Please update the rows starting at the line containing "Task: For every instance of the brown" and ending at the last row. Write them out again with "puppy" replaced by "pup" and everything else unchanged.

==== Material shown ====

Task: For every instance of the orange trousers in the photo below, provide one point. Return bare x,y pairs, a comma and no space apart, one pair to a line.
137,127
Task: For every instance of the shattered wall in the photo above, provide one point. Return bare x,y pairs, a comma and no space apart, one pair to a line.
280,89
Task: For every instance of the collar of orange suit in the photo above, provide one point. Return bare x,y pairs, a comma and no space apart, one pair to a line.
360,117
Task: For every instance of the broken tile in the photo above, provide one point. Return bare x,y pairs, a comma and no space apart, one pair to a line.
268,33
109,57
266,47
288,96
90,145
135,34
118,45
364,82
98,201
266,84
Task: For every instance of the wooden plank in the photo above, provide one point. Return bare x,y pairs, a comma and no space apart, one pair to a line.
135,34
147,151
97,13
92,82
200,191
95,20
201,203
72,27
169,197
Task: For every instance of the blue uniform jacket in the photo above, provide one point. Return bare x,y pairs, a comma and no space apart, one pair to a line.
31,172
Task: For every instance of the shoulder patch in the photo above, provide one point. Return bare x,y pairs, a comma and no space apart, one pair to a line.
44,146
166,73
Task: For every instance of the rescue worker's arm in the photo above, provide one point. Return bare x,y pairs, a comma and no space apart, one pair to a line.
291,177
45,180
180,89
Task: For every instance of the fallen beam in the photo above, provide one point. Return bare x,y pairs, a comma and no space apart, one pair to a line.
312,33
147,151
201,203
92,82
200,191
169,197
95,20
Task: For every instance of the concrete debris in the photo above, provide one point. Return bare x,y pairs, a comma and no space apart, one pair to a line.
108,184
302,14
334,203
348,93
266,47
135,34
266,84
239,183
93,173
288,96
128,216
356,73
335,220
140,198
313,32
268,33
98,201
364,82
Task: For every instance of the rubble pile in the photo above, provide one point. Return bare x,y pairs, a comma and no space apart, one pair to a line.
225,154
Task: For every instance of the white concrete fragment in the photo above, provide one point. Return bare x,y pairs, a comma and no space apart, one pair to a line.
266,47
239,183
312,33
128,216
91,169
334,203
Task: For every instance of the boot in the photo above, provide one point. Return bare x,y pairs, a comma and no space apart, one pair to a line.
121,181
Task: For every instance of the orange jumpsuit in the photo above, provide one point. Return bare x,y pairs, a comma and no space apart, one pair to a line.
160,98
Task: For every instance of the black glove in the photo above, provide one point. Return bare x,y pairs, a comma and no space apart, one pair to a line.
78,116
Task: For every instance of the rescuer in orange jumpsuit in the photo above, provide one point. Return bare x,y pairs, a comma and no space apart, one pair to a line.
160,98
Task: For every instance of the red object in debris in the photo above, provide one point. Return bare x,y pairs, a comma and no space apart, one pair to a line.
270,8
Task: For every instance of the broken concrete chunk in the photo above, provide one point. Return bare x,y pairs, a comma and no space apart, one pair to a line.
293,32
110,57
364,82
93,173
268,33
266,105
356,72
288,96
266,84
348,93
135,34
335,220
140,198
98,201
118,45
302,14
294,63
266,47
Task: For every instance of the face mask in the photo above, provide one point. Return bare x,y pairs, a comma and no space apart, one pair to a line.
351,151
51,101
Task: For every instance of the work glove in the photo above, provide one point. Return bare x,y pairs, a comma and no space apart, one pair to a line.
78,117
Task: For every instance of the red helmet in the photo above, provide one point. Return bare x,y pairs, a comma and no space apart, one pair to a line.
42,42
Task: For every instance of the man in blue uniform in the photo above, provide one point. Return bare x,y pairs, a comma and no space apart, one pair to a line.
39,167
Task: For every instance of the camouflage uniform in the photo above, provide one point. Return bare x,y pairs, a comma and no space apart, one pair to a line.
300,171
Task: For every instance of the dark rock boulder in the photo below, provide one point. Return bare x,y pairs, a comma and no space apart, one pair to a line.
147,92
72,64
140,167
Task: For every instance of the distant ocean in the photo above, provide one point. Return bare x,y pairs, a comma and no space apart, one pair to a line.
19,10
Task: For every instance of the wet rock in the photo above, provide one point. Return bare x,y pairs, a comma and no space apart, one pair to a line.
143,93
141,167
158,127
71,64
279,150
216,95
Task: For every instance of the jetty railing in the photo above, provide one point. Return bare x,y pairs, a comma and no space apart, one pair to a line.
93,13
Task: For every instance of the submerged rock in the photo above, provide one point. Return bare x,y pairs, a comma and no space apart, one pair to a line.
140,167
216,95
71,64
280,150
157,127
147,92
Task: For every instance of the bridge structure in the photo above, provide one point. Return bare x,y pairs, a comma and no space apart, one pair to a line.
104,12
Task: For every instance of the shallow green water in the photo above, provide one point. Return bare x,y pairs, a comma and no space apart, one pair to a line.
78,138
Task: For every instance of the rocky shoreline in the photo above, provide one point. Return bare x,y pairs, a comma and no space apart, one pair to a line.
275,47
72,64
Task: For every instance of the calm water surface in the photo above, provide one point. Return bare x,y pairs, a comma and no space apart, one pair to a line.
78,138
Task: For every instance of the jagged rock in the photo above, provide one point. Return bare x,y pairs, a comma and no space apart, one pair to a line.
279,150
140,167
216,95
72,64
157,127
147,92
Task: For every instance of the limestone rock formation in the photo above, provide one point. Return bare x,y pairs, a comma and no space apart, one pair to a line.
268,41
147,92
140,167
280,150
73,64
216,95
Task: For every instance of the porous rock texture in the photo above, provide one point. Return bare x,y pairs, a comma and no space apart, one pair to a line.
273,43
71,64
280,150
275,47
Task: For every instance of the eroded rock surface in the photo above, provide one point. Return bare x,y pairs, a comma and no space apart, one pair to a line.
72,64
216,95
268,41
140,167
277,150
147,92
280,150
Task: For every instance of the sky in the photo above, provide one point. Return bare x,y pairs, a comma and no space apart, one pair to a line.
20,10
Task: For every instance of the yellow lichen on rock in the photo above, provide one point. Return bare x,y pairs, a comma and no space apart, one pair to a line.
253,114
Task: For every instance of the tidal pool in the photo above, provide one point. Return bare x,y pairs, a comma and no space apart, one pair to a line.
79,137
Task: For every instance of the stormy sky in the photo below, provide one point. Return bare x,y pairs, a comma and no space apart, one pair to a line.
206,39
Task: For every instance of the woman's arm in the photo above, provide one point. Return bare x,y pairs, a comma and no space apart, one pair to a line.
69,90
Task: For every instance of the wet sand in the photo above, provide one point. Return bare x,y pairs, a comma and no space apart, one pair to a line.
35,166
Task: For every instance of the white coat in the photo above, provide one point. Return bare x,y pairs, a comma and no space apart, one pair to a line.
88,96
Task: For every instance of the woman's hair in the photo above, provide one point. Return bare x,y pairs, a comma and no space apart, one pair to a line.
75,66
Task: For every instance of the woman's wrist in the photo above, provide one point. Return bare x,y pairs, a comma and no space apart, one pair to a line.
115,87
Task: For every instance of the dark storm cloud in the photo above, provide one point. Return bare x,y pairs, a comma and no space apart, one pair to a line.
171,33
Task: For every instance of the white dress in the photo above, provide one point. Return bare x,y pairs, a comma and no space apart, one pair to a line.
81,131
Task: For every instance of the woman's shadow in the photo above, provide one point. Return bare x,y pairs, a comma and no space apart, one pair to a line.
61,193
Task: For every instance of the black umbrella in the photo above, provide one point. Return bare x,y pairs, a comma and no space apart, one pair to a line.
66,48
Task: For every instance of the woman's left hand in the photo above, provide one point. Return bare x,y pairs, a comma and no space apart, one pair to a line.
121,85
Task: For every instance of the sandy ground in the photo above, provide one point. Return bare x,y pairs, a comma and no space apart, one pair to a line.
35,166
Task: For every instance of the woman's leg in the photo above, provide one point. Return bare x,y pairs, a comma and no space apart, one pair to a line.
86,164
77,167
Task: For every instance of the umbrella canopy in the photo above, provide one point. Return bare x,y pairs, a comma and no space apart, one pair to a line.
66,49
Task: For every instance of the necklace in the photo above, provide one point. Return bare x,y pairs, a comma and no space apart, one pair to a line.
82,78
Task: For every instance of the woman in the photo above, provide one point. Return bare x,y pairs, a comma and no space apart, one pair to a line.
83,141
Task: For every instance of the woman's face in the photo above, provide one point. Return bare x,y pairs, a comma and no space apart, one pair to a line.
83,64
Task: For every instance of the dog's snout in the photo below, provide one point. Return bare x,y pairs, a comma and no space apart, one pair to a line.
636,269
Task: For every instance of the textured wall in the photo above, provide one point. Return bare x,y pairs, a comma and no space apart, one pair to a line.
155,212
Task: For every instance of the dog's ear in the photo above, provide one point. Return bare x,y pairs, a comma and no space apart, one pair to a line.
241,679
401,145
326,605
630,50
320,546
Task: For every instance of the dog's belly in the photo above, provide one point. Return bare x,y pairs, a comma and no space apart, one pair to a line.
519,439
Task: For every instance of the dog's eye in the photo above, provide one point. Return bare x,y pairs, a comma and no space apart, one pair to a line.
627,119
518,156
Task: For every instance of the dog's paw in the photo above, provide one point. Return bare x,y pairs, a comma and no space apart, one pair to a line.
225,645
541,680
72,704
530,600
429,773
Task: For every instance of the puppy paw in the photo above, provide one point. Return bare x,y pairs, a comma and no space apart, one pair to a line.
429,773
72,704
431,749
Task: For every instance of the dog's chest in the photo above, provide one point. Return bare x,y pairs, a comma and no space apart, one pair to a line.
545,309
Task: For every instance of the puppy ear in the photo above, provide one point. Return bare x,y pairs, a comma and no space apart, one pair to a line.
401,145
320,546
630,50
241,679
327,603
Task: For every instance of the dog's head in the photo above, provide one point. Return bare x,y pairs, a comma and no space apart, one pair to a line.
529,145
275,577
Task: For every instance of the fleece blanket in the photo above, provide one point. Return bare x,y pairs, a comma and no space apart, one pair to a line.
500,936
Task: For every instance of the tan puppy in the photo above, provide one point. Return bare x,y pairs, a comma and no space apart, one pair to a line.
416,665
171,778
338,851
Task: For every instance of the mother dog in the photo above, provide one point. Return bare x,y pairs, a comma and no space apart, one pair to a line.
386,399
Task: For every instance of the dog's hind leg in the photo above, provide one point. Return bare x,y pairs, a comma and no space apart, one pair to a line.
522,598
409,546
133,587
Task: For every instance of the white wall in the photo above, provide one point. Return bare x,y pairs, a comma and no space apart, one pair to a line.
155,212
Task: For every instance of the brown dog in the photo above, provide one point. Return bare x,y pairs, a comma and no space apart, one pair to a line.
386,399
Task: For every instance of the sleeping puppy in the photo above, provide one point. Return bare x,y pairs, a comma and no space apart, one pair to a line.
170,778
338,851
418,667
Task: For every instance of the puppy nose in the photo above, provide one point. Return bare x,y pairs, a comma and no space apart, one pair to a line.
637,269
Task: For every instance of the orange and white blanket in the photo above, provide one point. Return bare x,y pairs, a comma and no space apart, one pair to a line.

====

### Response below
Task: For every instance of the brown dog in the photo above, provide one point. Return bare x,y pairs, a comma and no space apart, one pair to a line.
386,399
Task: For every instance of the sleeping pup in the photo above, provide one point. Return bare x,y pairs, a comma and no space apart, one pair to a line.
170,778
338,851
418,667
Task: For every instance of the pup nose in the photo above, provide one point. Return bare x,y pairs, a comma and no space apart, one pair to a line.
637,269
Task: For every instance of the orange and white blanket in the photo above, provide one point. Return bare x,y pairs, a comma and no space apart, one pair to a line.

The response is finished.